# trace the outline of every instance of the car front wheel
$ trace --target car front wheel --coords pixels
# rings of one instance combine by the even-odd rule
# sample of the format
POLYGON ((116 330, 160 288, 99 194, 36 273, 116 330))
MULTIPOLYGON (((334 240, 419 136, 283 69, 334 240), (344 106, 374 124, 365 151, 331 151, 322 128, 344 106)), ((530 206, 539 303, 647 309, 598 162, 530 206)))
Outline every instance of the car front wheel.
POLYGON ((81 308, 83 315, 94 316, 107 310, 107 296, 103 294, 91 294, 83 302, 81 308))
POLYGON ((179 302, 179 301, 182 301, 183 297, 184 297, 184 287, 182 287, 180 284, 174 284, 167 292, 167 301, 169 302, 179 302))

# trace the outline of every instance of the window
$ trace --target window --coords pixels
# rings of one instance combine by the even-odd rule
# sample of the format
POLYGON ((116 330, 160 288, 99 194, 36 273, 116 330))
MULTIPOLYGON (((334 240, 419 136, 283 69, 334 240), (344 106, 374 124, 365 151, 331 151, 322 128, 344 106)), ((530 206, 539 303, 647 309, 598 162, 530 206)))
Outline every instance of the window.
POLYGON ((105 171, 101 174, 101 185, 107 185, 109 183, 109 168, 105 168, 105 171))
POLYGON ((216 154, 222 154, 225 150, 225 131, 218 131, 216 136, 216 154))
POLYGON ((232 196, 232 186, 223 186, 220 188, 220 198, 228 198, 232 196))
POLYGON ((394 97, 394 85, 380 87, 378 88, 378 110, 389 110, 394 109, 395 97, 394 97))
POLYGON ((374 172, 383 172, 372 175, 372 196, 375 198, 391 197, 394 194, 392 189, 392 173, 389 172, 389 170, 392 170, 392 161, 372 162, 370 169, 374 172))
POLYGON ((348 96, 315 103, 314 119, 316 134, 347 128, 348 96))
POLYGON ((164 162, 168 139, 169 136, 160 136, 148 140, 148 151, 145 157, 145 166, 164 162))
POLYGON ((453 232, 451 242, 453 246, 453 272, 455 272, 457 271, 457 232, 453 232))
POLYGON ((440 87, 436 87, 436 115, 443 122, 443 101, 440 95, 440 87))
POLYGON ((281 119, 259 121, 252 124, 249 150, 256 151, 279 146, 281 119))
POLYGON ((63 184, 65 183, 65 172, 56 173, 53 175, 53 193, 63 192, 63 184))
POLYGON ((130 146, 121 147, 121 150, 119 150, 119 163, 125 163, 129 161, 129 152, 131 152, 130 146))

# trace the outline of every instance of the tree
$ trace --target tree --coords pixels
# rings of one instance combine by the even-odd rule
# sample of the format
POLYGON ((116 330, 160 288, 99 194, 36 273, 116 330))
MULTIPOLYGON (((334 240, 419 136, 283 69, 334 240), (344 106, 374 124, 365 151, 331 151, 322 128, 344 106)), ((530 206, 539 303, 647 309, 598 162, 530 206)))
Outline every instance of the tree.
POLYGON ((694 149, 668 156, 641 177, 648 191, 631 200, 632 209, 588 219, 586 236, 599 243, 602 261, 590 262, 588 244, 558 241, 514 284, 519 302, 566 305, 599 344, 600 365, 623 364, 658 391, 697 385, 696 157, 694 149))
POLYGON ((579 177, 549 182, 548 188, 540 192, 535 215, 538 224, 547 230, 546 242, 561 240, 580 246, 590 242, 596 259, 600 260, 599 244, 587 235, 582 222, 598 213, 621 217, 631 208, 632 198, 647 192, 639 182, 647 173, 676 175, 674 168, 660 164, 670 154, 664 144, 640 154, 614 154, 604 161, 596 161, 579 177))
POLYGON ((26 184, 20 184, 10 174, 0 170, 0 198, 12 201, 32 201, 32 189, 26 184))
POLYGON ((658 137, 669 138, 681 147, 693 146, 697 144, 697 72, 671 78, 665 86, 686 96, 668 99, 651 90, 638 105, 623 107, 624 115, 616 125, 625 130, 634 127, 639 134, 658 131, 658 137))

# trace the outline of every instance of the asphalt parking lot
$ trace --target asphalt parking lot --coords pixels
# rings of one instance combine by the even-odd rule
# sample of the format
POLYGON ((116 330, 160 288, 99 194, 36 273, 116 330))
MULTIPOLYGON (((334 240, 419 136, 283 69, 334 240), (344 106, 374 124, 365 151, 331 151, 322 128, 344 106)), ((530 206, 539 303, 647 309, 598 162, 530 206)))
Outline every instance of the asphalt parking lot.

● ● ●

▶ **Task brief**
Update the data above by replacing each "instance" with "occurrence", and change nothing else.

▶ **Full output**
# trace the outline of every occurrence of the car front wheel
$ trace --target car front wheel --coords pixels
# rings of one occurrence combine by the even-odd rule
# sample of the format
POLYGON ((116 330, 160 288, 99 194, 36 273, 116 330))
MULTIPOLYGON (((334 240, 419 136, 283 69, 334 240), (344 106, 374 124, 365 151, 331 151, 322 128, 344 106)), ((530 206, 539 303, 647 309, 598 162, 530 206)))
Outline every occurrence of the car front wheel.
POLYGON ((81 308, 83 315, 94 316, 107 310, 107 296, 103 294, 91 294, 83 302, 81 308))
POLYGON ((179 302, 179 301, 182 301, 183 297, 184 297, 184 287, 182 287, 180 284, 174 284, 167 292, 167 301, 169 302, 179 302))

# trace the outline of every occurrence of the window
$ trace --target window --coords pixels
# rings of one occurrence combine by the even-odd rule
# sample of the format
POLYGON ((116 330, 160 288, 99 194, 36 273, 116 330))
MULTIPOLYGON (((334 240, 419 136, 283 69, 334 240), (344 106, 374 124, 365 151, 331 151, 322 128, 344 106)), ((530 206, 539 303, 647 309, 598 162, 530 206)))
Outline every occurrence of the window.
POLYGON ((105 171, 101 174, 101 185, 107 185, 109 183, 109 168, 105 168, 105 171))
POLYGON ((216 154, 222 154, 225 150, 225 131, 218 131, 216 136, 216 154))
POLYGON ((232 196, 232 186, 223 186, 220 188, 220 198, 228 198, 232 196))
POLYGON ((394 97, 394 85, 380 87, 378 88, 378 110, 389 110, 394 109, 395 97, 394 97))
POLYGON ((374 172, 383 172, 372 175, 372 196, 375 198, 391 197, 394 194, 392 189, 392 173, 389 172, 389 170, 392 170, 392 161, 372 162, 370 169, 374 172))
POLYGON ((348 96, 315 103, 314 119, 316 134, 347 128, 348 96))
POLYGON ((164 162, 168 139, 169 136, 160 136, 148 140, 148 151, 145 157, 145 166, 164 162))
POLYGON ((453 232, 451 242, 453 246, 453 272, 455 272, 457 271, 457 232, 453 232))
POLYGON ((440 87, 436 87, 436 115, 443 122, 443 101, 440 95, 440 87))
POLYGON ((281 119, 259 121, 252 124, 249 150, 256 151, 279 146, 281 119))
POLYGON ((63 184, 65 183, 65 172, 56 173, 53 175, 53 193, 63 192, 63 184))
POLYGON ((130 146, 121 147, 121 150, 119 150, 119 163, 125 163, 129 161, 129 152, 131 152, 130 146))

# trace the outline of every occurrence of the tree
$ trace --target tree --coords pixels
# rings of one occurrence combine by the even-odd rule
# sample of the format
POLYGON ((116 330, 160 288, 99 194, 36 273, 116 330))
MULTIPOLYGON (((334 240, 419 136, 283 69, 334 240), (344 106, 374 124, 365 151, 331 151, 322 128, 344 106)), ((530 206, 539 303, 647 309, 598 162, 530 206)))
Outline every occurrence of the tree.
POLYGON ((694 149, 668 156, 641 177, 648 191, 631 200, 632 209, 588 219, 586 236, 599 243, 602 261, 590 262, 588 244, 558 241, 514 284, 519 302, 566 305, 599 344, 600 365, 623 364, 658 391, 697 385, 696 157, 694 149))
POLYGON ((579 177, 549 182, 548 188, 540 192, 535 215, 538 224, 547 230, 546 242, 561 240, 580 246, 590 242, 596 259, 600 260, 599 244, 587 235, 582 222, 598 213, 621 217, 631 208, 632 198, 647 192, 639 182, 647 173, 676 175, 674 168, 660 164, 670 154, 664 144, 640 154, 614 154, 604 161, 596 161, 579 177))
POLYGON ((26 184, 20 184, 10 174, 0 170, 0 198, 12 201, 32 201, 32 189, 26 184))
POLYGON ((658 137, 669 138, 681 147, 693 146, 697 144, 697 72, 671 78, 665 86, 686 96, 668 99, 651 90, 638 105, 623 107, 624 115, 616 125, 625 130, 634 127, 639 134, 658 131, 658 137))

# trace the outline of every occurrence of the asphalt parking lot
$ trace --target asphalt parking lot --coords pixels
# rings of one occurrence combine by the even-odd rule
# sample of the format
POLYGON ((116 330, 160 288, 99 194, 36 273, 116 330))
MULTIPOLYGON (((334 240, 419 136, 283 69, 334 240), (344 106, 374 124, 365 151, 331 151, 322 128, 344 106)), ((530 206, 539 303, 647 309, 598 162, 530 206)))
Outline every occurrence of the asphalt parking lot.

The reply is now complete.